[Objective]
Rescale the data from the line containing "One pin marks each instance of the backpack shoulder" up to and including the last line. Reproduce every one of those lines with the requests left unchanged, but multiply each x and y coordinate in the answers by 0.5 and round to the nearest whole number, with halves rounding up.

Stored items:
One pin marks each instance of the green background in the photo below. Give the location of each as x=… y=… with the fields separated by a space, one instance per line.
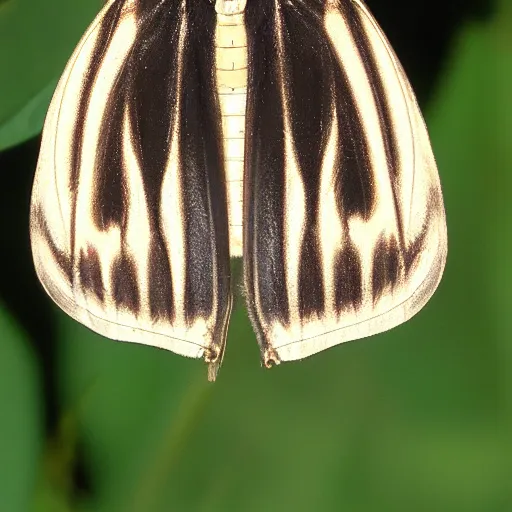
x=416 y=419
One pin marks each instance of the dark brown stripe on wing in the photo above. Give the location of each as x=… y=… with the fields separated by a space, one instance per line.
x=125 y=285
x=348 y=278
x=386 y=266
x=264 y=179
x=89 y=273
x=380 y=97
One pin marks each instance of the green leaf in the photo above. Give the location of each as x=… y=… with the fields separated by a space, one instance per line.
x=36 y=40
x=21 y=418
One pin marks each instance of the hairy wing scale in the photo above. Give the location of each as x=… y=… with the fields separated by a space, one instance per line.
x=343 y=222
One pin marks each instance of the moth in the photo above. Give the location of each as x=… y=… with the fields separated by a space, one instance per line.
x=184 y=133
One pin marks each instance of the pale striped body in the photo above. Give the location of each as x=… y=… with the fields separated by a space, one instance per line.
x=184 y=133
x=231 y=73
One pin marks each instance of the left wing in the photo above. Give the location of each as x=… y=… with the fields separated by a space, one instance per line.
x=129 y=216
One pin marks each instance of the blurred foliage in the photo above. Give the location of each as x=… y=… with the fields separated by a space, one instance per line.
x=413 y=419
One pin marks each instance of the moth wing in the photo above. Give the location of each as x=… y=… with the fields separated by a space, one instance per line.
x=345 y=233
x=128 y=215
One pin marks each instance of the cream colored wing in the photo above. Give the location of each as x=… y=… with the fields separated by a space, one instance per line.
x=129 y=222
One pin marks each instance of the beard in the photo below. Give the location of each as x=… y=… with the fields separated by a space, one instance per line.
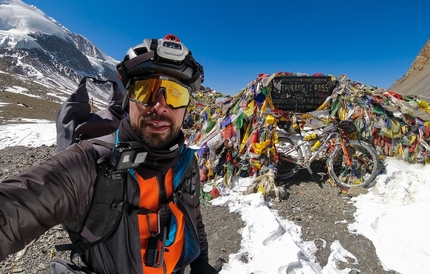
x=155 y=140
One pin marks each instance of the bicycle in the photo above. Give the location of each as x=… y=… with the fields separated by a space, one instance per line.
x=350 y=162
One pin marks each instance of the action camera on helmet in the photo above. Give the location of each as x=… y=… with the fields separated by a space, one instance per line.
x=125 y=156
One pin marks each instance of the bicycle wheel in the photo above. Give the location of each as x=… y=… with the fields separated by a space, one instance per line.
x=364 y=168
x=288 y=154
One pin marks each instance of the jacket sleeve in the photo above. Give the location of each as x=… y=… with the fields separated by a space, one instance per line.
x=43 y=196
x=195 y=202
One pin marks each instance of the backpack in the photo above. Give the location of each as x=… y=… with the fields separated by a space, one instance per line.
x=76 y=122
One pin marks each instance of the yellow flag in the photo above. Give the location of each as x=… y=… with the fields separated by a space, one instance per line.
x=249 y=111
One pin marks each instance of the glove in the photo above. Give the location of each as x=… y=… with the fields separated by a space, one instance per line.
x=201 y=265
x=203 y=268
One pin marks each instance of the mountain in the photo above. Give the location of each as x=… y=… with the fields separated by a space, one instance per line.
x=36 y=48
x=416 y=81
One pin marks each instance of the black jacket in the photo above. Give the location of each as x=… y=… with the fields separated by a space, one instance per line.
x=60 y=190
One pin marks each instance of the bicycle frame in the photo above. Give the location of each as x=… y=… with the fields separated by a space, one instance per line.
x=303 y=145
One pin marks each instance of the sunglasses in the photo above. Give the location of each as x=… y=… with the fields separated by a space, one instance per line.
x=146 y=91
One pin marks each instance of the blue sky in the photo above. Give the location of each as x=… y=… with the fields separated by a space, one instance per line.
x=374 y=42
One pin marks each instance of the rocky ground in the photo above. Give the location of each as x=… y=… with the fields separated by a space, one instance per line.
x=322 y=211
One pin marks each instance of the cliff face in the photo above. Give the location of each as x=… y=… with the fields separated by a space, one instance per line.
x=416 y=81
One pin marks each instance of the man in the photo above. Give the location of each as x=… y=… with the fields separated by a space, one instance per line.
x=159 y=76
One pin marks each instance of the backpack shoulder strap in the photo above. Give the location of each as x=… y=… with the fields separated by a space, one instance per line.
x=104 y=212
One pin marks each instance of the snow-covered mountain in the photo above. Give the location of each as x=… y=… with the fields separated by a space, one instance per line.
x=35 y=47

[Result for this task]
One pin marks each instance of the backpack shoulder strap in the photo above. Give the location of each as x=… y=… with the fields separated by a space, one instance per line.
x=52 y=106
One pin marks each instance of the snow-covered mountain in the photo above. Give the location of each as x=… y=… with the fields separated by a space, one instance per line.
x=18 y=24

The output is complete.